─── MATERIAL FOR THIS EXERCISE

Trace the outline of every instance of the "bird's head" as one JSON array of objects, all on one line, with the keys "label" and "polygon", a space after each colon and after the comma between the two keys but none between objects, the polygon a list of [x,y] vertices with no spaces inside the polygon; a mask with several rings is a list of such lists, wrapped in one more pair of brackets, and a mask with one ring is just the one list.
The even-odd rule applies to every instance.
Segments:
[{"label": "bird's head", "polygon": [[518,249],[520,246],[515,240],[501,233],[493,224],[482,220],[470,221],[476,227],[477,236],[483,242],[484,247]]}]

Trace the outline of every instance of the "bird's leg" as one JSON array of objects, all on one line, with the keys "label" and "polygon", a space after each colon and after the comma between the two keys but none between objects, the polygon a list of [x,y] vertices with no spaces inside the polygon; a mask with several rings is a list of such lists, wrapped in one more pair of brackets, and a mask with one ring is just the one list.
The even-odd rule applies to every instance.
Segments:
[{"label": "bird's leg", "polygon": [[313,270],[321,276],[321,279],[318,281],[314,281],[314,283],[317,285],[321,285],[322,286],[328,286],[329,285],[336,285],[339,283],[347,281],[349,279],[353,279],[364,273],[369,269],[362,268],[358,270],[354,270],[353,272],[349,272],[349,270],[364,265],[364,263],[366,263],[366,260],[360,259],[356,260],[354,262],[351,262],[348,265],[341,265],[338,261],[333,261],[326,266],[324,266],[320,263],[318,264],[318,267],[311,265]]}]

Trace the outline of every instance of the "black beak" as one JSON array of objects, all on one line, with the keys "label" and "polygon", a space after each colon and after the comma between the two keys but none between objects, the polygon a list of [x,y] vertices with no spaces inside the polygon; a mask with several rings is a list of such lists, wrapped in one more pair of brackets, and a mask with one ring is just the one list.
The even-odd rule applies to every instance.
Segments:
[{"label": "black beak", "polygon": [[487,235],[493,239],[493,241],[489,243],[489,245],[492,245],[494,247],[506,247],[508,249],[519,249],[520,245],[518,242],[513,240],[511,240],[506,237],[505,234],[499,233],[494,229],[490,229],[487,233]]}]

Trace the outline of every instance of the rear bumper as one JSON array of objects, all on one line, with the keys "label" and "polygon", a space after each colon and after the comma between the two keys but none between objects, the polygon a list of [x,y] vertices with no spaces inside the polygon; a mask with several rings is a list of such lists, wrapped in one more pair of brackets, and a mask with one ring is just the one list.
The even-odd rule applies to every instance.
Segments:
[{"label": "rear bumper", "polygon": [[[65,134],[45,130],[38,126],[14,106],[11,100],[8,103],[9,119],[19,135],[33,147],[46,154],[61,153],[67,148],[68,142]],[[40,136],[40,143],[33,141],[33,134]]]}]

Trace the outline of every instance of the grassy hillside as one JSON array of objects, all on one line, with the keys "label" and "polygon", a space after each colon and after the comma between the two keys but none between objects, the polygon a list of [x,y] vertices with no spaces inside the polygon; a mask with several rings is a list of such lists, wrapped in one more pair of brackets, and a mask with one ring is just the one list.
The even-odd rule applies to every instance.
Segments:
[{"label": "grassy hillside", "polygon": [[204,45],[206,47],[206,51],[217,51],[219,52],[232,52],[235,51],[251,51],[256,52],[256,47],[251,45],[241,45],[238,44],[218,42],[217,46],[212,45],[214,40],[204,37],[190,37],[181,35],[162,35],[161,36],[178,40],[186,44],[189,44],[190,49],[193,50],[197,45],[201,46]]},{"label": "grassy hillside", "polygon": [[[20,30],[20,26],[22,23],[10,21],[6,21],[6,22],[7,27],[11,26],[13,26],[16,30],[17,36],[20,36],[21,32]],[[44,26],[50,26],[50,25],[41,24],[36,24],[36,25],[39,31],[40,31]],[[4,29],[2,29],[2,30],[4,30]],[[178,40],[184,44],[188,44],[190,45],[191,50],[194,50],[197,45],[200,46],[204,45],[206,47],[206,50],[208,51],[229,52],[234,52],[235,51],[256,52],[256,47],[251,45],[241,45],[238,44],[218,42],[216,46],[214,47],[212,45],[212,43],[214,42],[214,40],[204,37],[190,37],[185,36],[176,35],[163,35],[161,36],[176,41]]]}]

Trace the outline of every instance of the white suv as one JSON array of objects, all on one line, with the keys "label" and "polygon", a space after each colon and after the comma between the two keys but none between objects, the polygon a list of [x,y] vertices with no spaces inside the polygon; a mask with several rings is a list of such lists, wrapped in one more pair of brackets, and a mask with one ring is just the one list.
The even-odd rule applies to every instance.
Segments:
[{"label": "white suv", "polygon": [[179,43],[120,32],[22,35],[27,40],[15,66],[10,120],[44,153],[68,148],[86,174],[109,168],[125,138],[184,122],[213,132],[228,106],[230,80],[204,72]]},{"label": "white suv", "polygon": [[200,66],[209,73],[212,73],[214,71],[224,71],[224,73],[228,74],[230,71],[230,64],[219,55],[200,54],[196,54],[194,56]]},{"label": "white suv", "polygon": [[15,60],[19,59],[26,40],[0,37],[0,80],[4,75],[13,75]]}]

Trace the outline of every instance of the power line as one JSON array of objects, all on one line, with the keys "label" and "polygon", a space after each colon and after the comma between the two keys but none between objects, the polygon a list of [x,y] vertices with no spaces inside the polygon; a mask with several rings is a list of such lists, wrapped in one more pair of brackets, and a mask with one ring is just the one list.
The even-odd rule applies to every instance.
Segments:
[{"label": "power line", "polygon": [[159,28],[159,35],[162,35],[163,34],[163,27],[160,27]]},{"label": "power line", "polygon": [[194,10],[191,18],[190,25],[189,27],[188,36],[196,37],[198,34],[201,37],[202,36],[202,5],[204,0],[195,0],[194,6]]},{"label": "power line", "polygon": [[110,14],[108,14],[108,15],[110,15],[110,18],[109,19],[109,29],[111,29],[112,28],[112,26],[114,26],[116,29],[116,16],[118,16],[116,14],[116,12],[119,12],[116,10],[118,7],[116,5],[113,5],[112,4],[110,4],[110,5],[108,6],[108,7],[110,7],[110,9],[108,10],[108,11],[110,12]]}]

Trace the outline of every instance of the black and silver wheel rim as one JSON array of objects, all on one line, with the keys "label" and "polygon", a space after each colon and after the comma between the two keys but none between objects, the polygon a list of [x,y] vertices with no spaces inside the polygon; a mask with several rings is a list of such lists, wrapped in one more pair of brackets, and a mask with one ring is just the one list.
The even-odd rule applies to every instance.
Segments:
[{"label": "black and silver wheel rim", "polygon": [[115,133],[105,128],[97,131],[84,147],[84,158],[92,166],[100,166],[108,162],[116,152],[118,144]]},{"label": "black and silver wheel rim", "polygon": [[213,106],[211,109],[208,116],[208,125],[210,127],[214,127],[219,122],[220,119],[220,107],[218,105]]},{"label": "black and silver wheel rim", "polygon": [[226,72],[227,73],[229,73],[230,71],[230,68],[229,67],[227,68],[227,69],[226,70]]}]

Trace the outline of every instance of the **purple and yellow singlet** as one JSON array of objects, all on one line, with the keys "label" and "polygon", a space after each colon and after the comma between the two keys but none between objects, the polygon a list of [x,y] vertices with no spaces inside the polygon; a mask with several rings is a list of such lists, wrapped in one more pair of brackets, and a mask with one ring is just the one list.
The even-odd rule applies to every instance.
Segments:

──────

Substitute "nonzero winding rule" for "even-odd rule" everywhere it occurs in the records above, and reproduce the records with everything else unchanged.

Trace the outline of every instance of the "bird's head" as one JSON array of objects, all on one line, with the keys "label" and "polygon", a space after each colon and after the comma between the two keys but none between objects, the polygon a list of [x,y] vertices with no spaces inside the polygon; a mask with several rings is a list of such lists, wrapped in one more pair of brackets, and a mask with one ring is just the one list.
The nonzero winding rule applies to every instance.
Segments:
[{"label": "bird's head", "polygon": [[518,249],[520,246],[515,240],[501,233],[493,224],[482,220],[470,221],[476,227],[477,236],[483,242],[484,247]]}]

Trace the outline of every instance of the "bird's leg" as one JSON array of objects, all on one line, with the keys "label" and "polygon", a space after each colon and after the comma between the two keys but none between objects, the polygon a list of [x,y] vertices with no spaces inside the polygon; a mask with several rings is a list of such lists, wrapped in one more pair of brackets, and a mask with one ring is just the one list.
The nonzero winding rule applies to every instance.
Segments:
[{"label": "bird's leg", "polygon": [[313,270],[321,276],[321,279],[318,281],[314,281],[314,283],[317,285],[321,285],[322,286],[328,286],[329,285],[336,285],[339,283],[347,281],[349,279],[353,279],[364,273],[369,269],[362,268],[358,270],[354,270],[353,272],[349,272],[349,270],[364,265],[364,263],[366,263],[366,260],[360,259],[356,260],[354,262],[351,262],[348,265],[341,265],[338,261],[333,261],[326,266],[324,266],[320,263],[318,264],[318,267],[311,265]]}]

Trace the outline of every instance of the "black beak" as one JSON array of objects, all on one line, with the keys "label" and "polygon", a space after each colon and after the comma between the two keys but none between objects, the polygon a list of [x,y] vertices with no spaces inside the polygon; a mask with several rings is a list of such lists, wrapped in one more pair of brackets, and a mask with one ring is just the one list.
The nonzero winding rule applies to every instance.
Segments:
[{"label": "black beak", "polygon": [[487,235],[493,239],[493,241],[489,243],[489,245],[492,245],[494,247],[506,247],[508,249],[519,249],[520,245],[518,242],[513,240],[511,240],[506,237],[505,234],[499,233],[494,229],[490,229],[487,233]]}]

Trace the outline of every instance of the rear bumper as one JSON array of objects, all on one line, with the keys "label" and "polygon", a space after each colon and after the comma between the two keys but none between objects, the polygon a list of [x,y] vertices with no spaces inside the polygon; a mask with several rings is a list of such lists, wrapped in one more pair of brackets, and a mask with one ring is just the one list.
The nonzero winding rule applies to every instance.
Segments:
[{"label": "rear bumper", "polygon": [[[65,134],[45,130],[38,126],[14,106],[11,100],[8,103],[9,119],[19,135],[33,147],[46,154],[61,153],[67,148],[68,142]],[[40,136],[40,143],[33,141],[33,134]]]}]

Trace the outline of every instance of the grassy hillside as one JSON array of objects, all on one line, with the keys "label" and "polygon", a space after each colon and after the comma between the two keys but none between objects, the polygon a list of [x,y] vertices with no spaces inside the polygon; a mask with several rings is a list of such lists, wrapped in one more pair of brackets, and a mask with one ring is just the one list.
The nonzero winding rule applies to every instance.
Segments:
[{"label": "grassy hillside", "polygon": [[204,45],[206,47],[206,51],[217,51],[219,52],[232,52],[235,51],[251,51],[256,52],[256,47],[251,45],[241,45],[238,44],[218,42],[217,46],[212,45],[214,40],[204,37],[190,37],[181,35],[162,35],[161,36],[178,40],[186,44],[189,44],[190,49],[193,50],[197,45],[201,46]]},{"label": "grassy hillside", "polygon": [[[20,30],[20,26],[22,23],[10,21],[6,21],[6,22],[7,27],[11,26],[13,26],[16,30],[17,36],[20,36],[21,32]],[[44,26],[50,26],[50,25],[41,24],[36,24],[36,25],[39,31],[40,31]],[[4,29],[2,29],[2,30],[4,30]],[[178,40],[184,44],[188,44],[190,45],[191,50],[194,50],[197,45],[200,46],[204,45],[206,47],[206,50],[208,51],[229,52],[234,52],[235,51],[256,52],[256,47],[251,45],[241,45],[238,44],[218,42],[216,46],[214,47],[212,45],[212,43],[214,42],[214,40],[204,37],[190,37],[185,36],[176,35],[163,35],[161,36],[176,41]]]}]

Trace the outline of every instance of the white suv as one JSON array of objects, all on one line, with the keys "label" and "polygon", a space after each colon and after the comma between the two keys but none between objects, the polygon a list of [x,y] vertices with no spaces inside the polygon; a mask with several rings is a list of such lists, wrapped in one more pair of brackets, and a mask with one ring is just the one list.
The nonzero winding rule applies to every instance.
Segments:
[{"label": "white suv", "polygon": [[179,43],[120,32],[22,35],[27,40],[15,66],[10,120],[44,153],[68,148],[86,174],[109,168],[125,138],[184,122],[213,132],[228,106],[230,80],[204,72]]},{"label": "white suv", "polygon": [[200,66],[209,73],[212,73],[214,71],[224,71],[224,73],[228,74],[230,71],[230,64],[219,55],[200,54],[196,54],[194,56]]},{"label": "white suv", "polygon": [[15,60],[19,59],[26,40],[0,37],[0,80],[4,75],[13,75]]}]

Trace the outline of every instance of the power line as one JSON array of objects, all on one line, with the keys "label" and "polygon", a space after each colon and after the comma between the two keys but none between objects, the polygon a list of [x,y] vertices with no spaces inside the polygon; a mask with several rings is a list of such lists, wrapped in one more pair of brackets, and a mask with one ring is just the one list.
The nonzero winding rule applies to every instance.
Segments:
[{"label": "power line", "polygon": [[159,28],[159,35],[162,35],[163,34],[163,27],[160,27]]},{"label": "power line", "polygon": [[194,10],[191,18],[190,25],[189,27],[188,36],[196,37],[198,34],[201,37],[202,36],[202,5],[204,0],[195,0],[194,6]]},{"label": "power line", "polygon": [[110,14],[108,14],[108,15],[110,15],[110,18],[109,19],[109,29],[111,29],[112,28],[112,26],[114,26],[116,29],[116,16],[118,16],[116,14],[116,12],[119,12],[116,10],[118,7],[116,5],[113,5],[112,4],[110,4],[110,5],[108,6],[108,7],[110,7],[110,9],[108,10],[108,11],[110,12]]}]

Trace the outline of every instance of the black and silver wheel rim as one JSON array of objects, all on one line, with the keys "label" and "polygon", a space after each colon and after the comma between the two keys but none between objects, the polygon a list of [x,y] vertices with no spaces inside the polygon; a mask with several rings is a list of such lists, wrapped in one more pair of brackets, and a mask with one ring is just the one list.
The nonzero winding rule applies to every instance.
Segments:
[{"label": "black and silver wheel rim", "polygon": [[115,133],[105,128],[97,131],[84,147],[84,158],[92,166],[100,166],[108,162],[116,152],[118,144]]},{"label": "black and silver wheel rim", "polygon": [[213,106],[211,109],[208,116],[208,125],[210,127],[214,127],[219,122],[220,119],[220,107],[218,105]]},{"label": "black and silver wheel rim", "polygon": [[226,72],[227,73],[229,73],[230,71],[230,68],[229,67],[227,68],[227,69],[226,70]]}]

Trace the outline of every instance of the **purple and yellow singlet** as one JSON array of objects, all on one line, with the keys "label" and "polygon", a space after each colon and after the comma between the two keys but none between objects, the polygon a list of [x,y] vertices with no spaces inside the polygon; a mask with several rings is a list of such lists, wrapped in one more pair of brackets, and a mask with one ring is just the one list.
The nonzero winding rule applies to every instance.
Segments:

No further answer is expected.